• **Extract to read**
§

Lockdown Redux.
The city of Shanghai, the sprawling metropolis of nearly thirty million inhabitants, the central nervous system of China's financial system, has been languishing under an increasingly severe lockdown for over a month. Under Chairman Xi's increasingly paranoid and equally futile Zero Covid policy, no measure is too painful to the lives of his subjects or too economically calamitous to the fortunes of his Empire.
The merciless "logic" of stamping out an obscenely transmissible subvariant of the virus necessitates equally obscene policy responses. If elimination of the virus is the panacea, then forcing people to remain at home at all times is inexorably logical. If people starve due to not being allowed to leave the house to shop for groceries, then so be it. After all, they should be grateful they live in a country where they are fortunate enough to order food online. Sure, delivery services are overwhelmed (what else do you expect?), but loyal subjects must not despair. They should be even more grateful that the government will eventually drop off meat, vegetables, and eggs while keeping them safe from this godawful plague. Residents must also endure temporary evacuation of their properties for disinfection, even if they must leave their pets behind. Those who succumb to the virus must be forcefully segregated in quarantine facilities. This is imperative for the preservation and defence of public health and the vigour of the People's Republic of China. Nothing less will suffice.

§

• **Excerpted records**
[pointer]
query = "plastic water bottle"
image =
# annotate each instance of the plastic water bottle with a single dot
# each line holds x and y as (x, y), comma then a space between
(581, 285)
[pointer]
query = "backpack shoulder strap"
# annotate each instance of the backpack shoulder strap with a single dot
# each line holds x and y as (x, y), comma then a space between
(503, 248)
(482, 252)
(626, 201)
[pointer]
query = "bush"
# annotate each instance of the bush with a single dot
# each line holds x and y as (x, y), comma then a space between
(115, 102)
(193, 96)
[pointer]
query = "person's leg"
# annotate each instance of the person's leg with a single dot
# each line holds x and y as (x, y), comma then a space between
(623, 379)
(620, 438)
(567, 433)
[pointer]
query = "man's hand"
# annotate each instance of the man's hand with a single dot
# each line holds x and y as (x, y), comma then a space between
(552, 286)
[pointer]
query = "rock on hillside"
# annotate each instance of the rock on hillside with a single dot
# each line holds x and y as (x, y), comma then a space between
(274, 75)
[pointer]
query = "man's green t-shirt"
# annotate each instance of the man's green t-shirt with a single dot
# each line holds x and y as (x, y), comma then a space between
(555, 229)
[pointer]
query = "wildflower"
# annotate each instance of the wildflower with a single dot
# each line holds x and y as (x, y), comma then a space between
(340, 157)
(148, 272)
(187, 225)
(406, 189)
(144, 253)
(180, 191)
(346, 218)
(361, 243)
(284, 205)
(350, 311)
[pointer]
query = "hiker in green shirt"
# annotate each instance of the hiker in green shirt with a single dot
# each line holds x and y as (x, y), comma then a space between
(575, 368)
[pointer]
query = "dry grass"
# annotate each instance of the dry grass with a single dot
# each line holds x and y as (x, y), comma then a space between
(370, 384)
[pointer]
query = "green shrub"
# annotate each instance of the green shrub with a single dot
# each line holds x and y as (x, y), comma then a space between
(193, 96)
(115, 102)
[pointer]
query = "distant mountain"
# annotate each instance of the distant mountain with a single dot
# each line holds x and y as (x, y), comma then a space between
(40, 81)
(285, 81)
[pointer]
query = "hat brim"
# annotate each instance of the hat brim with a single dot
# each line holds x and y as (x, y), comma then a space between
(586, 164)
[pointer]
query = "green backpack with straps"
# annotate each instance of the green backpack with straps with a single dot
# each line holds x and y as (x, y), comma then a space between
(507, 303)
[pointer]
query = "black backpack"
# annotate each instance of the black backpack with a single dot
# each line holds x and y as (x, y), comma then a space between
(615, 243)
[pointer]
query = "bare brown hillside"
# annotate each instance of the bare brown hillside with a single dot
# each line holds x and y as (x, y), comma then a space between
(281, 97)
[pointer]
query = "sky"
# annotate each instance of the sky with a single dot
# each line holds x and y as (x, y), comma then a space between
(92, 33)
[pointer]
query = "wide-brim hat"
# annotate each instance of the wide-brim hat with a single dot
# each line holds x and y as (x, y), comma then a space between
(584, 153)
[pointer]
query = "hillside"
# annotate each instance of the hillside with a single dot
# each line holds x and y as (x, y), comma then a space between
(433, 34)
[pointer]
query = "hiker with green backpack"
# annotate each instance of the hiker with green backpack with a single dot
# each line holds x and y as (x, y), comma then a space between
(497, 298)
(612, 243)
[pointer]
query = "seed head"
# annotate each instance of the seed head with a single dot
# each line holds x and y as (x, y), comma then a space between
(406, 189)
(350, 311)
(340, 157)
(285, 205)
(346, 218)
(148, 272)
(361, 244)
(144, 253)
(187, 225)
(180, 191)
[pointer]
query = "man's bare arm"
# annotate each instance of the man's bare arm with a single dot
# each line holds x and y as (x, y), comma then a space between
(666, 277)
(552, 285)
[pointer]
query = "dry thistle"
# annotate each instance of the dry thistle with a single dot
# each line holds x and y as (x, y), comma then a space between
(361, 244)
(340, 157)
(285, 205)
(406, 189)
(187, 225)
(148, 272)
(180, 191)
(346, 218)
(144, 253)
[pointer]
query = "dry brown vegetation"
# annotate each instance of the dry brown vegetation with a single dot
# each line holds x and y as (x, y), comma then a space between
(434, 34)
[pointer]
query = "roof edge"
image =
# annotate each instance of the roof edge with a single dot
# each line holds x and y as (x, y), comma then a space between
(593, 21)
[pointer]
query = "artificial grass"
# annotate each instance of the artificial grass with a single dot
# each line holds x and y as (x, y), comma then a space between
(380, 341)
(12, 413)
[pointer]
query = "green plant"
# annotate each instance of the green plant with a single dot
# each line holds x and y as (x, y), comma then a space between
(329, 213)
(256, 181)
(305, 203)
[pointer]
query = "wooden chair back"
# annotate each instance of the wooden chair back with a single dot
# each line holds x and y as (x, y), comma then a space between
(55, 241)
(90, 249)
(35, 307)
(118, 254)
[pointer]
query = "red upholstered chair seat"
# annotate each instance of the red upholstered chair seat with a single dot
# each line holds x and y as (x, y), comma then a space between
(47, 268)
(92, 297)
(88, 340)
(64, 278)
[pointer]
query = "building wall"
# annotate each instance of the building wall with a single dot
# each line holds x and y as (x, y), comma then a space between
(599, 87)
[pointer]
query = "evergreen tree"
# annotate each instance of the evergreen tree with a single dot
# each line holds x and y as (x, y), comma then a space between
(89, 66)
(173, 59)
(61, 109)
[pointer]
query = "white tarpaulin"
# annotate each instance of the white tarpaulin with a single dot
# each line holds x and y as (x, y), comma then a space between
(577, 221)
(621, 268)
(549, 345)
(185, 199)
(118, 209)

§

• **Task directions**
Can you return, word for word, the passage of the Shanghai lockdown text from "The city of" up to and including "of his Empire."?

• **Worked solution**
The city of Shanghai, the sprawling metropolis of nearly thirty million inhabitants, the central nervous system of China's financial system, has been languishing under an increasingly severe lockdown for over a month. Under Chairman Xi's increasingly paranoid and equally futile Zero Covid policy, no measure is too painful to the lives of his subjects or too economically calamitous to the fortunes of his Empire.